#### SUPPLIED DATA:
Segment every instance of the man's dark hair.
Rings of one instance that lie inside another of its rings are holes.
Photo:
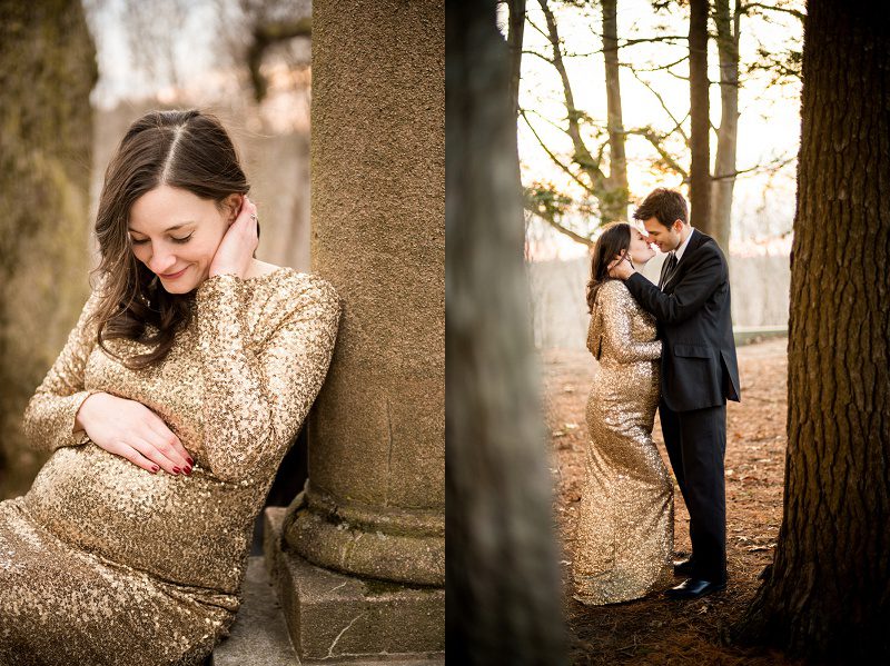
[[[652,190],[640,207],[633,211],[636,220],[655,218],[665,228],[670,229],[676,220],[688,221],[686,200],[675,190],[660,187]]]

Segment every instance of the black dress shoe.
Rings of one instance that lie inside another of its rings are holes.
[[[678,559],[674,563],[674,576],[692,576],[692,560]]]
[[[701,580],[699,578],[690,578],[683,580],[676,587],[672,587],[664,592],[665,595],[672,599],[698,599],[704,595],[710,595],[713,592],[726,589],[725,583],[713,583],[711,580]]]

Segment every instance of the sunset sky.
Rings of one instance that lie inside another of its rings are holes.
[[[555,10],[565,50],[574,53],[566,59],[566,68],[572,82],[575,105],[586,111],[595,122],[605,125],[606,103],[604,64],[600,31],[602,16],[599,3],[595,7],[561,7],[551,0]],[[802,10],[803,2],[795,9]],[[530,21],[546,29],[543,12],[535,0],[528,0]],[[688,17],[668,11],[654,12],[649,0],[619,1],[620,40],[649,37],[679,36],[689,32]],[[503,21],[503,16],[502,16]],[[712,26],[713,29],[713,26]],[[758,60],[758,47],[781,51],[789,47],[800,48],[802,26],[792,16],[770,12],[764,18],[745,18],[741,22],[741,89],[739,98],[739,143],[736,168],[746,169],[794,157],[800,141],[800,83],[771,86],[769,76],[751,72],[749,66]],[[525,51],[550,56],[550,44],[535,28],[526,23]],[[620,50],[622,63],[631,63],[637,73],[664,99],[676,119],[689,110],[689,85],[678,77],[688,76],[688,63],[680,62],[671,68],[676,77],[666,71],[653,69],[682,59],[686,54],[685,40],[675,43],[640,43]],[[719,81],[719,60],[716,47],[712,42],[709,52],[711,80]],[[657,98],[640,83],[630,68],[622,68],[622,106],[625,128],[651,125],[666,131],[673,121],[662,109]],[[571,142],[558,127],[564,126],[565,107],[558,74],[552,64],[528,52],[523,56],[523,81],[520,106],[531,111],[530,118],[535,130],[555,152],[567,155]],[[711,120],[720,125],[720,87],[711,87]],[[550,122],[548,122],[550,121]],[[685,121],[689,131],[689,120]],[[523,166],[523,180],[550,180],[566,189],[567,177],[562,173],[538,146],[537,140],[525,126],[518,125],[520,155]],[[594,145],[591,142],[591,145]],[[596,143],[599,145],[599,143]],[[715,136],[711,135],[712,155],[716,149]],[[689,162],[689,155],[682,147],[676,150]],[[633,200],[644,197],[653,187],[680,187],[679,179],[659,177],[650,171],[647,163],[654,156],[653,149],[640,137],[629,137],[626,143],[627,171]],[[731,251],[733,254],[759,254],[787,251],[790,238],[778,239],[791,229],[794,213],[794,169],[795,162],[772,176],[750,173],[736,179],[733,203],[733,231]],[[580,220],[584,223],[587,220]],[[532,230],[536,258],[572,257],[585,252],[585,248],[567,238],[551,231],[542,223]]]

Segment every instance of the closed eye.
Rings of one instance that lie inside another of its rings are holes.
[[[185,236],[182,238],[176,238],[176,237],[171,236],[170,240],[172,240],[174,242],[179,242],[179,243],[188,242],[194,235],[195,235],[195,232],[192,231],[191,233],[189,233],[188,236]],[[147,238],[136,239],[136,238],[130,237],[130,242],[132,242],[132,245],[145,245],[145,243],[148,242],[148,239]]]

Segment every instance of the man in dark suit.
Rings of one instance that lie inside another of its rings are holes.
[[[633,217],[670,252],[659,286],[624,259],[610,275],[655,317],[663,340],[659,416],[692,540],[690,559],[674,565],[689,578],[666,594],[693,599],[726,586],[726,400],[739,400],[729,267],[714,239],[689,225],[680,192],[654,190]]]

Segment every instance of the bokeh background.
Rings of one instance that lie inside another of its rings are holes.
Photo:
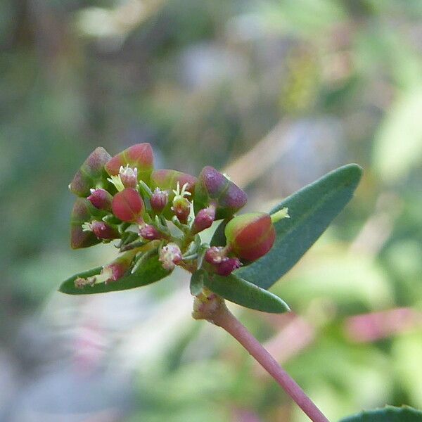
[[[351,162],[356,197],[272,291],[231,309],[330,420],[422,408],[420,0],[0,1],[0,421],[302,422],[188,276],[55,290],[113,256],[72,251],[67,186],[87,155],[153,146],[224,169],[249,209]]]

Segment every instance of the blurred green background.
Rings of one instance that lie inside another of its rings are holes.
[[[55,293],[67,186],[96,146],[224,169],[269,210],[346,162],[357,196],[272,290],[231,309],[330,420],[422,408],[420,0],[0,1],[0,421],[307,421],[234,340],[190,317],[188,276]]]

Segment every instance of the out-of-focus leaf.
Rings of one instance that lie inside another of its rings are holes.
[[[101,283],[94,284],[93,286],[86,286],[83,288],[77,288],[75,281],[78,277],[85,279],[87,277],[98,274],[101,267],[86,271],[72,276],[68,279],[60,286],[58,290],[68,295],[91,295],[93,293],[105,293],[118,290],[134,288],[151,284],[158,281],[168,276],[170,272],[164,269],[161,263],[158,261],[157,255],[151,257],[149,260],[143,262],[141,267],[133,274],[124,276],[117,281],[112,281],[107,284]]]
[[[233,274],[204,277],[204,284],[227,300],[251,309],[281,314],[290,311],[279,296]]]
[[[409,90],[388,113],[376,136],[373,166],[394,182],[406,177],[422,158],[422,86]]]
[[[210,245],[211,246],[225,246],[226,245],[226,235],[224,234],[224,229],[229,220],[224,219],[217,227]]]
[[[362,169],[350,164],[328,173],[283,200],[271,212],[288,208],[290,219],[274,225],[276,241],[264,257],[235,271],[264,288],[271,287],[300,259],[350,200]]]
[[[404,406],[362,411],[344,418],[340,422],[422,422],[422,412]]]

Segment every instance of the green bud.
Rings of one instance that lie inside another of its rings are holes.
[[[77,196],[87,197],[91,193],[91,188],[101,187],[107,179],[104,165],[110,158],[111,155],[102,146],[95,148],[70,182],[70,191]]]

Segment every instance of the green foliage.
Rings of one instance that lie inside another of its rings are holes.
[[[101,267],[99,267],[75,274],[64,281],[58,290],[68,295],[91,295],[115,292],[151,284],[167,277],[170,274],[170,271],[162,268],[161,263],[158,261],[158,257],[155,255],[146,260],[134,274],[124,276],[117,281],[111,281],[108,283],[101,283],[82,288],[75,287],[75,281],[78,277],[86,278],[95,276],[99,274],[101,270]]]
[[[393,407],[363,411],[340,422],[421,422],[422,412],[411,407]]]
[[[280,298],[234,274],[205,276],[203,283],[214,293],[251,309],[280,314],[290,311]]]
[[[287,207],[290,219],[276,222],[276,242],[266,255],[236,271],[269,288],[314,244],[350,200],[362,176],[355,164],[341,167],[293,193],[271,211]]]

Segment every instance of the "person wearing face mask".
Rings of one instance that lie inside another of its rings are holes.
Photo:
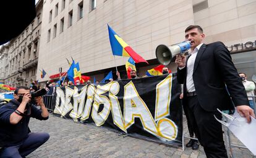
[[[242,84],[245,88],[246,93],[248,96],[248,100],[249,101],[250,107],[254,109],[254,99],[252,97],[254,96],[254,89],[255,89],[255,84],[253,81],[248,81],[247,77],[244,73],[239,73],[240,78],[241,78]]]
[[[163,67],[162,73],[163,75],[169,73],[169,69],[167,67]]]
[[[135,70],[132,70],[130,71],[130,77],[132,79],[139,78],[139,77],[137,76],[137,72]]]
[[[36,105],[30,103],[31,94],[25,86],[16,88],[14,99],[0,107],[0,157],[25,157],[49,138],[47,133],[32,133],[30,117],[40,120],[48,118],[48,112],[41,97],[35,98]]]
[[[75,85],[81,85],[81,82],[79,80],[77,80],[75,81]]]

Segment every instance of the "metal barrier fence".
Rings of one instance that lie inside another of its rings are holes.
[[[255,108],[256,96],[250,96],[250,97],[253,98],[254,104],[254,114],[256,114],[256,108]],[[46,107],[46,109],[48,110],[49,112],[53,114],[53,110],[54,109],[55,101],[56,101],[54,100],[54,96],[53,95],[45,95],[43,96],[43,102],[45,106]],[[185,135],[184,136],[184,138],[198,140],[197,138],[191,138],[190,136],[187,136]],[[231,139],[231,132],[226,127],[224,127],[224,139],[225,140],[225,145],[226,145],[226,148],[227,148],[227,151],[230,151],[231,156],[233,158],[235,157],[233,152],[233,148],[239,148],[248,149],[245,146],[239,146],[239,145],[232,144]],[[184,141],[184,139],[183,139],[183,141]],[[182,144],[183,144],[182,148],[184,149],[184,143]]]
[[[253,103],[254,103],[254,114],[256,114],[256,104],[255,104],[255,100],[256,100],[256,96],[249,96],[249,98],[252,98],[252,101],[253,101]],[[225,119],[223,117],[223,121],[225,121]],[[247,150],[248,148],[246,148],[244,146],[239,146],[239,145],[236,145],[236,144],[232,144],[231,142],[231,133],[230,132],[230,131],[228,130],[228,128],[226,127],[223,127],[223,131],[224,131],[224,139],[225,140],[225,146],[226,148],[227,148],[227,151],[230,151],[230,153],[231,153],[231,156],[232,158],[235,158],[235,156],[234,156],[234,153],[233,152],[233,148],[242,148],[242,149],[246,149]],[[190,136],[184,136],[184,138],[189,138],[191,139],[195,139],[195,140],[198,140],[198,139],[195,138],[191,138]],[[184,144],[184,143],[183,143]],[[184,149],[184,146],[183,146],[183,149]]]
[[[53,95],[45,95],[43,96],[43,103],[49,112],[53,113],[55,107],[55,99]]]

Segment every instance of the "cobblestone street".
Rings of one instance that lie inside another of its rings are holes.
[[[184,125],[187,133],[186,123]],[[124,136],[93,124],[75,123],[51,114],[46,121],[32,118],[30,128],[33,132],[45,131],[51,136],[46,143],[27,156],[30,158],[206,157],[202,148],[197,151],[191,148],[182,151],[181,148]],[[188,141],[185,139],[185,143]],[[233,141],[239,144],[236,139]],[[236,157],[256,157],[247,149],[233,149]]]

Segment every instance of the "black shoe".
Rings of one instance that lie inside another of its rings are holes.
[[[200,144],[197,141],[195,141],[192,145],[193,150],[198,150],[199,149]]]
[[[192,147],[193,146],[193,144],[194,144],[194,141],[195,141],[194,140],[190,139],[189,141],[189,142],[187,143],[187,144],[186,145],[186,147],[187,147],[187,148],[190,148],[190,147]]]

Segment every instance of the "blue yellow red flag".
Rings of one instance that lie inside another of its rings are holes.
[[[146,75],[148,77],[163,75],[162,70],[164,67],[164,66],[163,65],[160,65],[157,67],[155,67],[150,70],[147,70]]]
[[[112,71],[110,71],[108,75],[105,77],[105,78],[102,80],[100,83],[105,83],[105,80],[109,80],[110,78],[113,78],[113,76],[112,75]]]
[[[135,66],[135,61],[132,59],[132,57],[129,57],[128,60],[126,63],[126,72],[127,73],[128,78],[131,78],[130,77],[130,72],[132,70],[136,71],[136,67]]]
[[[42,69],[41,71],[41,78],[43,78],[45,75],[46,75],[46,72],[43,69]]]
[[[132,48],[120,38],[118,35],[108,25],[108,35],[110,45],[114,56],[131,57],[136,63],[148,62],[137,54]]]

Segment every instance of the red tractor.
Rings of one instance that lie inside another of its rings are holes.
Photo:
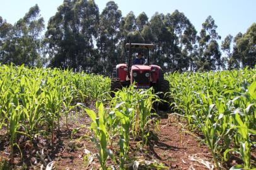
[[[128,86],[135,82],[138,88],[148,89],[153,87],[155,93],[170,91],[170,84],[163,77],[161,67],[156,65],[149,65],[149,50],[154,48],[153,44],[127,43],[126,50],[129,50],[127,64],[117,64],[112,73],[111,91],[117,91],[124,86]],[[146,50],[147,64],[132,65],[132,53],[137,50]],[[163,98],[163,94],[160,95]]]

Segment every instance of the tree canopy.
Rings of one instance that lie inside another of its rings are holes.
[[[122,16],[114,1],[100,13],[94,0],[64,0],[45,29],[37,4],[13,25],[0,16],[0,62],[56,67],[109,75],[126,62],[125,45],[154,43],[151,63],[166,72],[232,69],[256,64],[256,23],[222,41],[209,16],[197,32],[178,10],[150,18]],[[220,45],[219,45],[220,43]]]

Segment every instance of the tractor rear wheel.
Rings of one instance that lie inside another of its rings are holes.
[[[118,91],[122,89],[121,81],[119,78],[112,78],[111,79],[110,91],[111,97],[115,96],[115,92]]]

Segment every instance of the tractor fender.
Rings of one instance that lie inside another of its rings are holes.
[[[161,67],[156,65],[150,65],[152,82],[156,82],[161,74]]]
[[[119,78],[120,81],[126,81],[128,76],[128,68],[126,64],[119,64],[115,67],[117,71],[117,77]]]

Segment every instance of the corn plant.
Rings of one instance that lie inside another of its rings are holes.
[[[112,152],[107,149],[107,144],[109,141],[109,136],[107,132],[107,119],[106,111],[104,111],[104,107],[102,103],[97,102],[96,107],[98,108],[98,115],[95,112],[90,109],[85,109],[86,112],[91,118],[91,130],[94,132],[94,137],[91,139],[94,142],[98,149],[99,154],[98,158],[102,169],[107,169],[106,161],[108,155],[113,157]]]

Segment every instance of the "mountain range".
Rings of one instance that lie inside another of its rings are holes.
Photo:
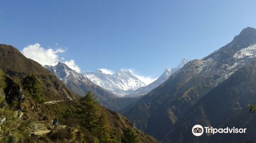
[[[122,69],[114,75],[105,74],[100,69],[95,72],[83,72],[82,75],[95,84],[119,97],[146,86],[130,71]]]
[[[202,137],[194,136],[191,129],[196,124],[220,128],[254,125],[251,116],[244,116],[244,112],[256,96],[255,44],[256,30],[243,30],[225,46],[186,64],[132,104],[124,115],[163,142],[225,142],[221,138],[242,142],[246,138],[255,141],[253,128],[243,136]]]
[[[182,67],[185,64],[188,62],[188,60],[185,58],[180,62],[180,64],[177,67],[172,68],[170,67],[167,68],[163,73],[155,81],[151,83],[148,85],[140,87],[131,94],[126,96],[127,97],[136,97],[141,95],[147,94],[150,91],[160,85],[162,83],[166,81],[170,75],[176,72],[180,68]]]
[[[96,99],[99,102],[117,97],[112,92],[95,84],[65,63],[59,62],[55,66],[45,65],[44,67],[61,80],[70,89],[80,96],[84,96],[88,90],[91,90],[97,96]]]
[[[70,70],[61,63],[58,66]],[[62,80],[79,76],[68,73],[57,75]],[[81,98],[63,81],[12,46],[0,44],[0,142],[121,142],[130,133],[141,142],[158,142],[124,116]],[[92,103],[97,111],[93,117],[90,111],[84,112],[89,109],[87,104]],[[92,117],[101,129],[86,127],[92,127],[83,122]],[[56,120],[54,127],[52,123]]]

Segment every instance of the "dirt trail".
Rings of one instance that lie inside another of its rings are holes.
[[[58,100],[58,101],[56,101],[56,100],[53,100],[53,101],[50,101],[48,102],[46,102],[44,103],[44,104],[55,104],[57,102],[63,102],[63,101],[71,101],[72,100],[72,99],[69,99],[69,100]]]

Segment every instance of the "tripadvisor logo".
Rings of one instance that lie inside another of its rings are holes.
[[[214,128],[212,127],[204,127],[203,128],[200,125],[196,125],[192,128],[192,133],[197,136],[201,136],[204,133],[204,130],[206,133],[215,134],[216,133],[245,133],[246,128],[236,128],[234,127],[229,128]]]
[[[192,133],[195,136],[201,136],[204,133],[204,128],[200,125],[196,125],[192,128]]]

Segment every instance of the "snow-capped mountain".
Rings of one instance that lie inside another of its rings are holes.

#### PROBLEM TO WORK ON:
How many of the lines above contain the word "green"? Reply with the number alone.

#### EXERCISE ANSWER:
3